> [TASK TO CARRY OUT]:
Write out, exactly as they appear, only the lines running from the line with "the white stool" to the final line of the listing; include both.

+++++

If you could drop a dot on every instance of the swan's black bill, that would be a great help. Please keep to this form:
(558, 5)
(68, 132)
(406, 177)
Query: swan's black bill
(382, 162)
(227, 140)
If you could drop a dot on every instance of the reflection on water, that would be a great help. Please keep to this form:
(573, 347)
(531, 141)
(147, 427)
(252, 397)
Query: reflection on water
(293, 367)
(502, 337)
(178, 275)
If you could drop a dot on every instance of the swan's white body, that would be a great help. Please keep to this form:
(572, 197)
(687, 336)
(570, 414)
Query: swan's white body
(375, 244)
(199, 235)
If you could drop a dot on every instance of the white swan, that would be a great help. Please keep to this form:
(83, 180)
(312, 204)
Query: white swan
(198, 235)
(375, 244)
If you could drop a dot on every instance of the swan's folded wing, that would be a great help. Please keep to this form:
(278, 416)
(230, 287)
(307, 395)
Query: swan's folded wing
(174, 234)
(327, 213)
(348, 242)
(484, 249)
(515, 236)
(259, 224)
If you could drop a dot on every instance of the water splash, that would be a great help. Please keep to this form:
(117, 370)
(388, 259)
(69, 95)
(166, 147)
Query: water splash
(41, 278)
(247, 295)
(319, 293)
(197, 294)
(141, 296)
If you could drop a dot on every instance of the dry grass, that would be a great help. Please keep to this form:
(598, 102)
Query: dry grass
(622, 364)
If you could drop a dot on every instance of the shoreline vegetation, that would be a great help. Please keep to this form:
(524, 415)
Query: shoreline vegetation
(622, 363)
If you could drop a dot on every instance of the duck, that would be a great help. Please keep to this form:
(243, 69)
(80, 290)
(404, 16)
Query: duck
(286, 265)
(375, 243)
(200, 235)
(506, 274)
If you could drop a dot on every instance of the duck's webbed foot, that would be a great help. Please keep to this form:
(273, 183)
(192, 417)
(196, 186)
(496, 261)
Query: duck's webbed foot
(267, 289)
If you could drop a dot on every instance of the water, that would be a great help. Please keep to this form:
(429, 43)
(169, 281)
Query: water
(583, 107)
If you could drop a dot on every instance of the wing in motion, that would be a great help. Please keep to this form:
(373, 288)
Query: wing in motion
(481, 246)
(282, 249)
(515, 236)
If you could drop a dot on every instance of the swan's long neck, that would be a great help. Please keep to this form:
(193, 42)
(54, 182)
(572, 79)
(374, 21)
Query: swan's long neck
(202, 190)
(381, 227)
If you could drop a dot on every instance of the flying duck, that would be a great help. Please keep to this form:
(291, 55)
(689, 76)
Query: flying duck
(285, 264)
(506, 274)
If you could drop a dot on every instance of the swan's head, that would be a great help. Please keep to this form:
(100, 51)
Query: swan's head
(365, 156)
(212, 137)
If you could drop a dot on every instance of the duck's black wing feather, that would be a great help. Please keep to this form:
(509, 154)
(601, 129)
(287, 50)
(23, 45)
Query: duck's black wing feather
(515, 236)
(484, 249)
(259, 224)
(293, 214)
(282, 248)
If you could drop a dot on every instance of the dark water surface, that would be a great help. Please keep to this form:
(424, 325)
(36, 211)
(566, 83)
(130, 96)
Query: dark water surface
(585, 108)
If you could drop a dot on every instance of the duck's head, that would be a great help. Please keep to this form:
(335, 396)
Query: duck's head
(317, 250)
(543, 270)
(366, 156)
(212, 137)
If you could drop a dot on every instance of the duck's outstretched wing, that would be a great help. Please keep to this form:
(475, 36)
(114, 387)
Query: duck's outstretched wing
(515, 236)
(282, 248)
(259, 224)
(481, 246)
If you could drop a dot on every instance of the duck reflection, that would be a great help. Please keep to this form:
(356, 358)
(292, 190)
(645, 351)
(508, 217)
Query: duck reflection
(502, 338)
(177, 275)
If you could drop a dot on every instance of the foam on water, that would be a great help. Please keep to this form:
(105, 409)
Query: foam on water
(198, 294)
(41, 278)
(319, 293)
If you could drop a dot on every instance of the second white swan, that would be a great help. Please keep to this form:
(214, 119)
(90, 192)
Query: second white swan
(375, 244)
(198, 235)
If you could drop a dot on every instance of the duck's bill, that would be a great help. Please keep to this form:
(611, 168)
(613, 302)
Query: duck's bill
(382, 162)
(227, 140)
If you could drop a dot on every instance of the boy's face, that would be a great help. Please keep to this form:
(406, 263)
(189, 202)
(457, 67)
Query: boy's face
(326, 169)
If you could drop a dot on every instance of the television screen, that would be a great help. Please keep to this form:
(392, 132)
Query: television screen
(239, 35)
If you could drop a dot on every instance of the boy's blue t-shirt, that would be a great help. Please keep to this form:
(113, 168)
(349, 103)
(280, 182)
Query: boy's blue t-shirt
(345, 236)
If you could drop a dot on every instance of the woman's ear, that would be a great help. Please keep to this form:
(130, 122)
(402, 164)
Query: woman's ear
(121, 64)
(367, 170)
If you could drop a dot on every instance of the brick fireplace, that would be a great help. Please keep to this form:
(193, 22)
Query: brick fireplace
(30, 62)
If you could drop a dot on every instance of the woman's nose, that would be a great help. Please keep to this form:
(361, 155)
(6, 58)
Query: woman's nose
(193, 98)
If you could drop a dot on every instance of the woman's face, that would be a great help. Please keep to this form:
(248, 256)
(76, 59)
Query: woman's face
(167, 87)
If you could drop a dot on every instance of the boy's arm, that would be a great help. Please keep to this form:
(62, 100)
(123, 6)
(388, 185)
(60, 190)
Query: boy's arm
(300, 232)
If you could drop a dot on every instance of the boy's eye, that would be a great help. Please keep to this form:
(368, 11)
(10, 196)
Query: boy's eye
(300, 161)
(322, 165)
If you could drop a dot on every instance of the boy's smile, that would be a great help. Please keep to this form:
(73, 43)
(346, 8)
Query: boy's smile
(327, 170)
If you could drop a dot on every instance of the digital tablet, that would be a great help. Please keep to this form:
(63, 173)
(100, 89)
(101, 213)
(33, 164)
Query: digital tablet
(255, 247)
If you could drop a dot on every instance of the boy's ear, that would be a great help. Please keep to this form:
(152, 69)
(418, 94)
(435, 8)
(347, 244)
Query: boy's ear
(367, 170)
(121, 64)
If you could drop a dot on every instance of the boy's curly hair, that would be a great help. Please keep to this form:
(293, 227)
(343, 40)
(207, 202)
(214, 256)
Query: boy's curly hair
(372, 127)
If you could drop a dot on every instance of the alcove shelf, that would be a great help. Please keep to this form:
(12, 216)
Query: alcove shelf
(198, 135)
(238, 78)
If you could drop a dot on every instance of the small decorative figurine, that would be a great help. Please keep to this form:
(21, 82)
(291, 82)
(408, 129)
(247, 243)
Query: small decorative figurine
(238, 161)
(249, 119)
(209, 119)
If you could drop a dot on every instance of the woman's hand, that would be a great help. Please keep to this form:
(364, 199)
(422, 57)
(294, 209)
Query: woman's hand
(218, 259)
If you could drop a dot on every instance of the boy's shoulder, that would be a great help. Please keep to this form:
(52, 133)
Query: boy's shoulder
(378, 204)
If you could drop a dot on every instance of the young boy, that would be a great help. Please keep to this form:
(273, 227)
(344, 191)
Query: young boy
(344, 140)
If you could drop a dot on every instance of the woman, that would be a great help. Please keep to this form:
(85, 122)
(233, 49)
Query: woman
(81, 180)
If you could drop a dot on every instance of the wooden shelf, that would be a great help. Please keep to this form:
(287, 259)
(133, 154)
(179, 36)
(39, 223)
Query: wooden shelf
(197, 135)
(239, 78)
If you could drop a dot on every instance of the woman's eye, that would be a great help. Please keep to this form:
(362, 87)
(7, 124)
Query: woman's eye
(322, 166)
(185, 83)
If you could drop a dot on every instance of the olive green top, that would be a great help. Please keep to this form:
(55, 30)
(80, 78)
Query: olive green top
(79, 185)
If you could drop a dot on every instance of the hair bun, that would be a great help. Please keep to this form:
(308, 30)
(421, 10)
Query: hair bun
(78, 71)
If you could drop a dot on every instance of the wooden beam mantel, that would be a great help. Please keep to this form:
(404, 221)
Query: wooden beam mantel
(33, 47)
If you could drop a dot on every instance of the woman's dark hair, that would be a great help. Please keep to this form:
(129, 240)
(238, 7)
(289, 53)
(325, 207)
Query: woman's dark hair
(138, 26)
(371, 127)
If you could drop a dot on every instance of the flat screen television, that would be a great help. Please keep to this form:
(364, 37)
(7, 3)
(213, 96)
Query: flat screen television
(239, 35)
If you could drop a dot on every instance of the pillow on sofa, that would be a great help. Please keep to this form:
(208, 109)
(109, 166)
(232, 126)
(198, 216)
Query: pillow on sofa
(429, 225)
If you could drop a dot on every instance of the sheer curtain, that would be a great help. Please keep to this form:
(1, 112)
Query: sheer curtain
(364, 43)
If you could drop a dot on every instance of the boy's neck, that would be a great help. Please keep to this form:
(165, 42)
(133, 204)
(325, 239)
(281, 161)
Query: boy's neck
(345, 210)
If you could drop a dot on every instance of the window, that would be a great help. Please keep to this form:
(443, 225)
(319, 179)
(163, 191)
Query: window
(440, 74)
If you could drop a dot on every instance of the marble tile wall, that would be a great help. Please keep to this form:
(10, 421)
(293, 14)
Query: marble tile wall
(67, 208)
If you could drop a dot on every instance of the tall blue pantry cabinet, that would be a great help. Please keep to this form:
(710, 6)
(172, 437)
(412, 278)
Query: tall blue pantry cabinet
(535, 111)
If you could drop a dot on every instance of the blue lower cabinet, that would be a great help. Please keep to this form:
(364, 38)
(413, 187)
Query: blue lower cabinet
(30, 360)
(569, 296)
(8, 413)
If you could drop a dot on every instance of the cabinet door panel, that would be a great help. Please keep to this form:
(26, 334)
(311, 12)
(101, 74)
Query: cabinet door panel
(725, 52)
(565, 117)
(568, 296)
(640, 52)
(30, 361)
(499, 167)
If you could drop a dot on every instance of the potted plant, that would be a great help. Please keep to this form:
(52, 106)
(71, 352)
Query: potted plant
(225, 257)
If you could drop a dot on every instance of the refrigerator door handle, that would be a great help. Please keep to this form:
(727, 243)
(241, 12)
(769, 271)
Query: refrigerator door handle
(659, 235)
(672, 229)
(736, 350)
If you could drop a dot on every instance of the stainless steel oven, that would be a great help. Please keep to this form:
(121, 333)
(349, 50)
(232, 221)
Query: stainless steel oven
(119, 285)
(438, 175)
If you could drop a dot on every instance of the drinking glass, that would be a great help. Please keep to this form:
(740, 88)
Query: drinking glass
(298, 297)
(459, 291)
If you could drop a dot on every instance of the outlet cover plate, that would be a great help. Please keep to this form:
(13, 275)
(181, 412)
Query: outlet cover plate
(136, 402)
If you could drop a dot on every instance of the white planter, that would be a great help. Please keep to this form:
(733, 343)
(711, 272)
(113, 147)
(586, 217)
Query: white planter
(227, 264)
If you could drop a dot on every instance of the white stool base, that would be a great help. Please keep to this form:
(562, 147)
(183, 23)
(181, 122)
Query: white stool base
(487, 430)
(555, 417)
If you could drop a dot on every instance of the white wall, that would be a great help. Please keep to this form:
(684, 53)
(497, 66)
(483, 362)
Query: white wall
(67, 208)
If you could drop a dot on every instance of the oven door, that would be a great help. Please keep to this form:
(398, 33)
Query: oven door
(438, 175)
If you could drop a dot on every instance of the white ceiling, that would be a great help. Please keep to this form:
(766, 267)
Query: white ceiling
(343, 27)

+++++

> [WORKED ANSWER]:
If you could drop a dot on every instance of the white stool base, that would be a great help. Please keep to this form:
(562, 147)
(183, 23)
(181, 122)
Query: white stool base
(487, 430)
(555, 417)
If you could drop a dot on every instance of the white wall, that would be a great help. Please keep to this form:
(684, 53)
(497, 66)
(483, 362)
Query: white wall
(67, 208)
If you could drop a dot on every instance of the oven door, that would be a great help. Please keep to this form:
(398, 33)
Query: oven door
(438, 175)
If you could drop a dot on every instance of the white ceiling, that would be a great help. Please keep to this form:
(766, 267)
Query: white ceiling
(343, 27)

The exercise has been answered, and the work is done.